◆ **TASK DESCRIPTION**
Please transcribe every record below exactly as it appears.
══ LISTED RECORDS
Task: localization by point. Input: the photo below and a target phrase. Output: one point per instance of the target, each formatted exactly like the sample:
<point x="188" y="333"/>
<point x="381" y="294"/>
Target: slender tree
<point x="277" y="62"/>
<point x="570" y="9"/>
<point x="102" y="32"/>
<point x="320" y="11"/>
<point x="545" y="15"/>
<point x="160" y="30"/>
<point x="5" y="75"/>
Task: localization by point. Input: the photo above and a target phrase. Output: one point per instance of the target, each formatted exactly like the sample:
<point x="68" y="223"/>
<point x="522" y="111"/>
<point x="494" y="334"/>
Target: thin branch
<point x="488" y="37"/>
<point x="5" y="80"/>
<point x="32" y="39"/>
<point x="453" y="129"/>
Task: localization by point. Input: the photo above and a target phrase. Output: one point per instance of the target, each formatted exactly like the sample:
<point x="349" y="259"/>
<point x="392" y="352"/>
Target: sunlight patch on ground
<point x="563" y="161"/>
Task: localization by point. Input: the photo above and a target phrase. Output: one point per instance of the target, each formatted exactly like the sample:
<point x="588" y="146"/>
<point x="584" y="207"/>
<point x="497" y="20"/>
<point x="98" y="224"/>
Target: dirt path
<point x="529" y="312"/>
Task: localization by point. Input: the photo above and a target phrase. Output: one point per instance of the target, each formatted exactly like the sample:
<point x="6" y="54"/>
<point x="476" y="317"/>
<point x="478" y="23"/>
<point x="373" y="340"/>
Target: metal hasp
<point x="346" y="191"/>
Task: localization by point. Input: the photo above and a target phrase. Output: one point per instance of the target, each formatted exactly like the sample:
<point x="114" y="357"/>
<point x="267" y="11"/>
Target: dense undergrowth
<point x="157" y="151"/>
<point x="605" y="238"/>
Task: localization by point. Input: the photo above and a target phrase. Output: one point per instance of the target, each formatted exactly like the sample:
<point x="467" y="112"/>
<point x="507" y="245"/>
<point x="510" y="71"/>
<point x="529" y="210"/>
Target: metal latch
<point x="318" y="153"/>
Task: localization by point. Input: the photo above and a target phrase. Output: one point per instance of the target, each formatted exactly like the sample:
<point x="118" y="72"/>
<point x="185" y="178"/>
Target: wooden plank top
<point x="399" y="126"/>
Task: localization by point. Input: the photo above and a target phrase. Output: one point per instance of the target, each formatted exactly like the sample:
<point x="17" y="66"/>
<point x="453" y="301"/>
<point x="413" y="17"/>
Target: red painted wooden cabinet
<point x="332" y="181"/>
════
◆ **SOLUTION**
Task: localization by point. Input: the photo below and a target phrase. Output: one point per instance of the target, each formatted exactly like the sample:
<point x="188" y="333"/>
<point x="381" y="294"/>
Target: slender tree
<point x="277" y="62"/>
<point x="570" y="9"/>
<point x="102" y="32"/>
<point x="320" y="11"/>
<point x="545" y="15"/>
<point x="160" y="30"/>
<point x="5" y="75"/>
Task: localization by point. Input: the photo above and a target phrase. Output: one point per instance of the target, each formatted exactly like the sample:
<point x="68" y="223"/>
<point x="522" y="111"/>
<point x="494" y="334"/>
Target: thin branch
<point x="488" y="37"/>
<point x="5" y="80"/>
<point x="32" y="39"/>
<point x="453" y="129"/>
Task: localization by point. Input: the photo above and a target phrase. Output: one point per instance of the target, each formatted exactly like the sample:
<point x="349" y="259"/>
<point x="392" y="352"/>
Target: sunlight patch on ground
<point x="563" y="161"/>
Task: localization by point. Input: the photo above and a target phrase. Output: one point per instance of the target, each formatted exactly like the sample:
<point x="588" y="146"/>
<point x="584" y="207"/>
<point x="497" y="20"/>
<point x="98" y="224"/>
Target: dirt path
<point x="529" y="312"/>
Task: localization by point. Input: the photo above and a target phrase. Output: one point per instance of the target, each formatted exactly like the sample:
<point x="6" y="54"/>
<point x="476" y="317"/>
<point x="478" y="23"/>
<point x="373" y="340"/>
Target: metal hasp
<point x="346" y="191"/>
Task: localization by point. Input: the photo above and a target phrase. Output: one point per instance of the target, each formatted exactly like the sample:
<point x="114" y="357"/>
<point x="267" y="11"/>
Target: dense undergrowth
<point x="157" y="151"/>
<point x="605" y="238"/>
Task: localization by point. Input: the photo above and a target phrase. Output: one point per instance of the target, each formatted exactly like the sample:
<point x="467" y="112"/>
<point x="507" y="245"/>
<point x="510" y="71"/>
<point x="529" y="210"/>
Target: metal latch
<point x="318" y="153"/>
Task: localization by point. Input: the photo above and a target phrase. Output: one point per instance of the target, each formatted exactly like the sample:
<point x="118" y="72"/>
<point x="185" y="178"/>
Target: wooden plank top
<point x="399" y="126"/>
Task: localization by point. Input: the photo above and a target phrase. Output: one point per instance of the target, each formatted exactly like the sample:
<point x="17" y="66"/>
<point x="453" y="301"/>
<point x="413" y="17"/>
Target: red painted wooden cabinet
<point x="332" y="181"/>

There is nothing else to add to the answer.